■ What you need to do:
Write out, word for word, the part of the article below about Alexey Davydov that lies between "On Wednesday, LGBT" and "his first coma.", inclusive.

[[ Text block, beginning ]]

On Wednesday, LGBT activist Alexey Davydov was supposed to take part in a protest against the Sochi Olympics but had to go to the hospital instead. Last night, he slipped into a coma. This morning, he was gone.
Before he was an LGBT activist, though, Davydov, who was 36, had been a democracy activist with the liberal umbrella group Solidarnost. It was in this capacity that he was arrested, in 2011, at a meager protest to defend Russians' rights to free assembly, and, in the process, had his arm so severely broken that he required a month's stay in the hospital. Davydov, a diabetic who was on dialysis, contracted an infection which led to kidney failure, his friends say. By the end, his health was so frail that, on a recent visit to Voronezh to protest gay discrimination there, a bout of food poisoning sent him into his first coma.
The police did not kill Davydov, in other words, but they sure didn't help.
About a month ago, I interviewed Davydov for a story on what life was like for gay Russians after Putin signed a series of strange, medieval anti-gay laws. Davydov, who spoke quickly and softly, was not interested in telling me the story of his coming out to his family and friends; he wanted to tell me what he was doing about the laws.
A month earlier, in July, he and a handful of other activists had gone to a Moscow children's library and Davydov unfurled a sign that said "Being gay is normal." He was immediately arrested and became the first person charged with violating the new law: spreading "propaganda about non-traditional sexual orientations among minors."

[[ Text block, end ]]
[[ Data under study, beginning ]]

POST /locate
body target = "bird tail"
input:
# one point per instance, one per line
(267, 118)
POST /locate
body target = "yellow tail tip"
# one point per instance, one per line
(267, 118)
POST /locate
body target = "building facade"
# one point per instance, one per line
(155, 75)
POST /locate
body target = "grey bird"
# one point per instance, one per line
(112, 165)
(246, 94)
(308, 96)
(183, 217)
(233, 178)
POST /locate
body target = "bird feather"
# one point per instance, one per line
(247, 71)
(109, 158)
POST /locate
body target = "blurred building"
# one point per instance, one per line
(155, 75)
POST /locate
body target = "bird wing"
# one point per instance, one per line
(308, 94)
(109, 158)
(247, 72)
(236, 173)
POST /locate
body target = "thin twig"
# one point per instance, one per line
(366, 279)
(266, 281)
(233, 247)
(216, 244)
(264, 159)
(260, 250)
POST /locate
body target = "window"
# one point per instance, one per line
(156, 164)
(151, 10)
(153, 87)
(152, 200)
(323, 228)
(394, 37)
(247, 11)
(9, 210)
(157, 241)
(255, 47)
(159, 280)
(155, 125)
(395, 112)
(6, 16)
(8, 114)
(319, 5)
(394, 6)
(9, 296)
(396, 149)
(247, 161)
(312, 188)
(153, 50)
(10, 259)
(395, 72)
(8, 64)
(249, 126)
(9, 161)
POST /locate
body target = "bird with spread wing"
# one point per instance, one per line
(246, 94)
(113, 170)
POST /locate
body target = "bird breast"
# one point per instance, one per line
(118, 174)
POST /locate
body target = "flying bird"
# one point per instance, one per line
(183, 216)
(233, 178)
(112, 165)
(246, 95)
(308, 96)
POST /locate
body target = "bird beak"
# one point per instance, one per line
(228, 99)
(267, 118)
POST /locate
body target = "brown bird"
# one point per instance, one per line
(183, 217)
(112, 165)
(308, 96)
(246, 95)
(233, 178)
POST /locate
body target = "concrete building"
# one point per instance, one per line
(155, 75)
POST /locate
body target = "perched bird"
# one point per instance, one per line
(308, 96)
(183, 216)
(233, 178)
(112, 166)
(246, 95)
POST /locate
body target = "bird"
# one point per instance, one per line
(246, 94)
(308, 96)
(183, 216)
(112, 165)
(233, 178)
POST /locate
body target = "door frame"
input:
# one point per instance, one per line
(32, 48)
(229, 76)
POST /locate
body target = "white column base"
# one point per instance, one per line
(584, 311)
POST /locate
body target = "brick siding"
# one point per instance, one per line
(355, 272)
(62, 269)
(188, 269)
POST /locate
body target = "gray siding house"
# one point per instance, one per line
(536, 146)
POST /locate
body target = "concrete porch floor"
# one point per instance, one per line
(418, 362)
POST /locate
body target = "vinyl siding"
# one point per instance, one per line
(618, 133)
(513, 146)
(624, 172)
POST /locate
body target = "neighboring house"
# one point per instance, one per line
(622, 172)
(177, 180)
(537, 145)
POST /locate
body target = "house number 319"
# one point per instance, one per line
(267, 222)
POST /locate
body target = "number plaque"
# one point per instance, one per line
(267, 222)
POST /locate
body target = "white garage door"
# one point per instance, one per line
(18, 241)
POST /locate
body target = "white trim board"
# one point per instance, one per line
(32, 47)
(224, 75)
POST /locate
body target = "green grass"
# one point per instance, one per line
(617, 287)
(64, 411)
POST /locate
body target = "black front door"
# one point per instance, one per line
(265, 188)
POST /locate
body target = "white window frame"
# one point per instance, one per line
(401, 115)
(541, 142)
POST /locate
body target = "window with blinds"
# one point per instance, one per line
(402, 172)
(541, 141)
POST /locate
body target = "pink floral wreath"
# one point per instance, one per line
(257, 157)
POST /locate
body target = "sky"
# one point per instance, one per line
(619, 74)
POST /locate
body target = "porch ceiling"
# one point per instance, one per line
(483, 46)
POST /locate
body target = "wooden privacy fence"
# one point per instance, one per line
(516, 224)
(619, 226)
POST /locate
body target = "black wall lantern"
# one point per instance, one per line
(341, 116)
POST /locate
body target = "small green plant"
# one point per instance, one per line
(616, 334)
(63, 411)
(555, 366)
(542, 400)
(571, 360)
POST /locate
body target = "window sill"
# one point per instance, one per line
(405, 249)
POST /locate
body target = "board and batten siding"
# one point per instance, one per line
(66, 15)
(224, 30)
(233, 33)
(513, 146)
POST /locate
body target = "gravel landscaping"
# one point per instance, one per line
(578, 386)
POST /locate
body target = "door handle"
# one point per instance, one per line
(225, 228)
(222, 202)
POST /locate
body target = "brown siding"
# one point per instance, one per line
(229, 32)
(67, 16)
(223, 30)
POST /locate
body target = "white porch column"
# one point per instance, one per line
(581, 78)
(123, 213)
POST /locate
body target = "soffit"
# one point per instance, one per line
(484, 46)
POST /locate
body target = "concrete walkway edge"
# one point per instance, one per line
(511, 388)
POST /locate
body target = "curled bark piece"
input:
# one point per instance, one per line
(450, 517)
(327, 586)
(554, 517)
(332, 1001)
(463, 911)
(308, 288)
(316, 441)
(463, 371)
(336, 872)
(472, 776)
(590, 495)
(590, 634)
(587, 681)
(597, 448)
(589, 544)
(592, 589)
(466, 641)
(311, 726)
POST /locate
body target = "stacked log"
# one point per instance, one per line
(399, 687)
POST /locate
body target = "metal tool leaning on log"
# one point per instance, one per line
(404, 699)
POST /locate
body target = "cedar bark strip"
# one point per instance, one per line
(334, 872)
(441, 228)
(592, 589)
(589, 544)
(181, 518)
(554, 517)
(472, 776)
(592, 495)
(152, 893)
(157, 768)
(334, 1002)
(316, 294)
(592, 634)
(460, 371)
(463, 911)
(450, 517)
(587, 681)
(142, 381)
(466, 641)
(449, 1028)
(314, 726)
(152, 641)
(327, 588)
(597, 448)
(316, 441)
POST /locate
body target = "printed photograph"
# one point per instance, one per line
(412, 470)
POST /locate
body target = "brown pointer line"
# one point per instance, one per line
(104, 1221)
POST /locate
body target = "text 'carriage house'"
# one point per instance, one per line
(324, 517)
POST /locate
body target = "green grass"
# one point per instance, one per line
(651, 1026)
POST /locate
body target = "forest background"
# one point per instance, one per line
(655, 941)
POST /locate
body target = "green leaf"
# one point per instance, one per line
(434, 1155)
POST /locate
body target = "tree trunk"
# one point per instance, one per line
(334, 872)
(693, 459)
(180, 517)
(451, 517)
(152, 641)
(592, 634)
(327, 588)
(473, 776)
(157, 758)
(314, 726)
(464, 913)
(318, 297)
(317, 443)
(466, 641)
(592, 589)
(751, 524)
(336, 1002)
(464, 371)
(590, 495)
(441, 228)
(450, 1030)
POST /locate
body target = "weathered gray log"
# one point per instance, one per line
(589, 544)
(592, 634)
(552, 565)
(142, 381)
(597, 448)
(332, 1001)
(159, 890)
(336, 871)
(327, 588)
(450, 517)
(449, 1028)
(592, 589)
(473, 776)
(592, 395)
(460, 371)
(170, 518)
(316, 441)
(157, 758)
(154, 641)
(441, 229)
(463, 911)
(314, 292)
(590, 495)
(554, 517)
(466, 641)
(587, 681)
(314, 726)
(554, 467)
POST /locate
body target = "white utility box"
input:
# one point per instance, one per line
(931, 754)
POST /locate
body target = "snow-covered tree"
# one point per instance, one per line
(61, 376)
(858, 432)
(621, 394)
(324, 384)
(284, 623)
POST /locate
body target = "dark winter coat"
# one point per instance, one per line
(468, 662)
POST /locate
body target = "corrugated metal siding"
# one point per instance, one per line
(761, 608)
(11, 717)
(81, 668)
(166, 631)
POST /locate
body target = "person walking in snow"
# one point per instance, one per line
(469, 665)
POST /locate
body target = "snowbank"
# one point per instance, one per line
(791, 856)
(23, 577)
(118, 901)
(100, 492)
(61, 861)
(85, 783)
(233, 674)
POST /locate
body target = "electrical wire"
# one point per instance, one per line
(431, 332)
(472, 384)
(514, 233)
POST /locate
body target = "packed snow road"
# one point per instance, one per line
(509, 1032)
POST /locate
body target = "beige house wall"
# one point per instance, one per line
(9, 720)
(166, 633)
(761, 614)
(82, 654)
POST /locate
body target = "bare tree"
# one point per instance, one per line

[[ Data under study, end ]]

■ Output for this exercise:
On Wednesday, LGBT activist Alexey Davydov was supposed to take part in a protest against the Sochi Olympics but had to go to the hospital instead. Last night, he slipped into a coma. This morning, he was gone.
Before he was an LGBT activist, though, Davydov, who was 36, had been a democracy activist with the liberal umbrella group Solidarnost. It was in this capacity that he was arrested, in 2011, at a meager protest to defend Russians' rights to free assembly, and, in the process, had his arm so severely broken that he required a month's stay in the hospital. Davydov, a diabetic who was on dialysis, contracted an infection which led to kidney failure, his friends say. By the end, his health was so frail that, on a recent visit to Voronezh to protest gay discrimination there, a bout of food poisoning sent him into his first coma.